Like Mitchell, Katie Lee is interested in how we use objects to inhabit and delineate architectural spaces, but the title of her work It’s Not Me, It’s You points to a different focus. The work is less about Lee’s navigation of functionless and enigmatic ladders, reflective barriers and table armatures, and more about the audience. We are coaxed into being actors in a cool, hermetic, yet at the same time beautifully lyrical miser en scene of elegantly impractical objects. As performers we also get to view, on a series of monitors throughout the gallery, another performer, a dancer, activating a series of gestures and movements throughout the empty gallery pre-exhibition. Jan Bryant in her catalogue essay presciently outlines how these two distinct modes (performer and viewer) allow our concentration to shift between different images and forms - as well as different registers of time. There is a lot of phenomenological manipulation taking place here in an off-centre postminimal kind of way, but it certainly nudges a heightened level of self-reflexivity in relation to our encounter and navigation of the material forms, surfaces and durational experiences of contemporary interior architecture.
The interest in enigmatic and peculiar architectural forms is also evident in the work of Bennett Miller who often employs real animals in installations as a mechanism of both hilarity and political critique. Miller is perhaps best known for his 2010 project where he constructed a replica of a UN office in Geneva and employed 47 yapping, yet strangely articulate, sausage dogs to take on the roles of national delegates. His work for New 12 Behavioural Ecology continued the animal theme, in this case the architecture of zoo enclosures - only without yapping critters of any type. Miller’s cages, modelled on the stylishly modern Berlin zoo primate enclosures, have that distinctly spooky quality that comes with an empty yet carefully assembled animal microclimate. They challenge us to spot the creature hiding or sleeping somewhere in their confined and always public ‘home’ and leave a slightly sinister taste of death when we realise there is nothing living or breathing to gawk at. The tasteful design and colour scheme of the enclosures are more suggestive of upwardly mobile apartments than an animal’s native habitat, which is of course the point. Why look at a dowdy and ersatz-authentic monkey cage when you could bleed the divide between a trip to the zoo and a meander through your local Ikea.
#####
## EXERCISE AIM:
Can you write the next part of the art review, picking up right after its final sentence? The listing comes from a separate source unrelated to the art review.

[Pointing records]
#####
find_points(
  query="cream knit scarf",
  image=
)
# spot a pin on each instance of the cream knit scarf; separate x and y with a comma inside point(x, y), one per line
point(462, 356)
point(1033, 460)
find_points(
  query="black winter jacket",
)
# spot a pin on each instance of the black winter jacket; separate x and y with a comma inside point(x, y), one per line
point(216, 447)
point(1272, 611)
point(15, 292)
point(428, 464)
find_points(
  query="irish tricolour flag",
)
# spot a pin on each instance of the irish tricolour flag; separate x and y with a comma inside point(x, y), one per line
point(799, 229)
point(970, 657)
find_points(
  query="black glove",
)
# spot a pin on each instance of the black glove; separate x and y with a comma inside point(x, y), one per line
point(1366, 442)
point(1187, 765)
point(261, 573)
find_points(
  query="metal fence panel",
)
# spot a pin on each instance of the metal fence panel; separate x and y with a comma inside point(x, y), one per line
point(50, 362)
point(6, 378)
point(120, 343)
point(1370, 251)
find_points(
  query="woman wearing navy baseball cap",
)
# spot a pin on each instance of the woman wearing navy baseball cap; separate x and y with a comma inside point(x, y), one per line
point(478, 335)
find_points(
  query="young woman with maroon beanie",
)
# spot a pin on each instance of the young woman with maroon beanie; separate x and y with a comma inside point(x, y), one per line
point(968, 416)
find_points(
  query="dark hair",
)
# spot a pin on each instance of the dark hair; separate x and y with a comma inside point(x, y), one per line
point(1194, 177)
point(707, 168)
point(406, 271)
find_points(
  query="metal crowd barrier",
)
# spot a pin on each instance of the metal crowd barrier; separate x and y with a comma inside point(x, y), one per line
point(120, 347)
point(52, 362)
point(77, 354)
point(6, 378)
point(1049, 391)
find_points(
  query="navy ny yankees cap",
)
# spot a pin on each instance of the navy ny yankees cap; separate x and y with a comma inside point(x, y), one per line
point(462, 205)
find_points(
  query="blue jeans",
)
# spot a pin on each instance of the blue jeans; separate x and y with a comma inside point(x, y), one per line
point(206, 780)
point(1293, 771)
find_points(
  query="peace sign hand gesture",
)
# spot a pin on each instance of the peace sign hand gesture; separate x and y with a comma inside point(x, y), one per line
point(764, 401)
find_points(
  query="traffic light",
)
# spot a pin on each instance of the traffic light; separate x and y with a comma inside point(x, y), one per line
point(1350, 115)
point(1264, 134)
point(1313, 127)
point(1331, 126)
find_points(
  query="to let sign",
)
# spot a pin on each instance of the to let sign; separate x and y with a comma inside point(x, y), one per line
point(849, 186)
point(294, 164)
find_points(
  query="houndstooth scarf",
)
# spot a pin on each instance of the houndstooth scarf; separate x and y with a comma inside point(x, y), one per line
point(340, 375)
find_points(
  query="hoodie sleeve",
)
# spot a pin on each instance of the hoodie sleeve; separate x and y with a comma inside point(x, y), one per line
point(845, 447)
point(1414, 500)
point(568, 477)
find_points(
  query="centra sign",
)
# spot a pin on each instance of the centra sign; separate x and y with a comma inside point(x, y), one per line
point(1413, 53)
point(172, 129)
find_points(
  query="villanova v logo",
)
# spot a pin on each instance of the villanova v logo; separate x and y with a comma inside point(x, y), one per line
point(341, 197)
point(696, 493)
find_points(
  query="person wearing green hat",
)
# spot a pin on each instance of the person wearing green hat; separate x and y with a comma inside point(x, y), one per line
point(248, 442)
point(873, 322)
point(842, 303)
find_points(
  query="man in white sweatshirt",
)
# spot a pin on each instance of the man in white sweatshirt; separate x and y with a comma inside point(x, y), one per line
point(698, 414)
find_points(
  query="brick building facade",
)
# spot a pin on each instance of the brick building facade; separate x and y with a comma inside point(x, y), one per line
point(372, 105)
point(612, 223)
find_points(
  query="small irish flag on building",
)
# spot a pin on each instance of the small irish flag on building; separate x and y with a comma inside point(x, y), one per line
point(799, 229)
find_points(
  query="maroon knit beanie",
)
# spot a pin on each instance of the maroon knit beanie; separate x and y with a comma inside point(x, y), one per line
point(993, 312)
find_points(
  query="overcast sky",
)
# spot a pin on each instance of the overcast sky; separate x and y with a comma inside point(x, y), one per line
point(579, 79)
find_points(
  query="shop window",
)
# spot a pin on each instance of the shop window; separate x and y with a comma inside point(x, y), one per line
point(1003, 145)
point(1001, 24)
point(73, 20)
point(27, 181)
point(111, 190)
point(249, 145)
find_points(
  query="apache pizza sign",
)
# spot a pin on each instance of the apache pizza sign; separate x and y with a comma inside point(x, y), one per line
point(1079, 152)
#####
## OUTPUT OF THE TASK:
It always helps in a review to get in that nicely weighted acerbic crack about what is wrong with the show, who should not be there and how the exhibition could so easily have been transformed by a startlingly obvious choice. Without this, there is the real risk of sparking in the reader a soporific inertia that can come with both too much positivity and the likelihood of never actually seeing the exhibition. Having set up the conditions for a final denouement, I unfortunately have precious little ammunition to fire. Still, Charlie Sofo’s assortment of carefully framed detritus sculptures. while elegantly fragile and beautifully formed, felt a bit too mannered and in certain components clunky in the juxtaposition of found material and its display mechanism. Likewise, Ross Manning’s crowd pleaser fluorescent sculptures Spectra, two structures suspended from the roof of the gallery and set in motion by attached domestic fans, would no doubt have infuriated Dan Flavin (which is almost enough reason to like them), but they failed to really push beyond a kind of easy spectacle.
Yet ultimately these are small fry quibbles, and as much a measure of the company they keep than glaring weaknesses in the works themselves. This New felt like it captured that triumvirate of performance/sculpture/video, oscillating wildly through a breadth of contemporary practices and giving it a fresh and compelling twist. There is a lightness of touch manifest in very carefully crafted relationships that at the same time speak to much bigger social issues. Ultimately New prefaced the continued fascination artists have with how objects, assorted spaces and moving image might be configured to ingeniously coax the audience member to be a dynamic, energised and ultimately willing feature of the art experience.